Data supplied =>
-------------------------
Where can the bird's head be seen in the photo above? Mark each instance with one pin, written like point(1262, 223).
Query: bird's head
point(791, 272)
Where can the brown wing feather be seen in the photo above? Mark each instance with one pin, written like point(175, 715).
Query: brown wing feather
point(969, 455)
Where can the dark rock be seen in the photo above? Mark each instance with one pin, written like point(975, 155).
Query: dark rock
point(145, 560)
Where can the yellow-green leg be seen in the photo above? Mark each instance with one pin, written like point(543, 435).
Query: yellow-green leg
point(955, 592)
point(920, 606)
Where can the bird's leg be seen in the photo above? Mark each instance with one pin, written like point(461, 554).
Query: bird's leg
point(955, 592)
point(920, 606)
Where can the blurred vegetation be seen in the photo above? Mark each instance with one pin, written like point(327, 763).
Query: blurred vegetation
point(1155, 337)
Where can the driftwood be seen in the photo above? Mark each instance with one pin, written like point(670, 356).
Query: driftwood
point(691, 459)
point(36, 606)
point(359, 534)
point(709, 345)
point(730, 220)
-------------------------
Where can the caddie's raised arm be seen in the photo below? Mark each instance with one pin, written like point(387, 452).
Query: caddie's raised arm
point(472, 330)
-------------------------
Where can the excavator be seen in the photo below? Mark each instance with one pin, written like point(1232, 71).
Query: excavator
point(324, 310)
-------------------------
Task requirements =>
Return the stretch of the material from the line containing "Where can the driftwood" through the line containing "point(730, 220)", copied word for word.

Response to this exercise =>
Where can the driftwood be seen in the photo above? Mark each instance with one pin, written like point(670, 356).
Query: driftwood
point(691, 459)
point(36, 606)
point(359, 534)
point(709, 345)
point(730, 220)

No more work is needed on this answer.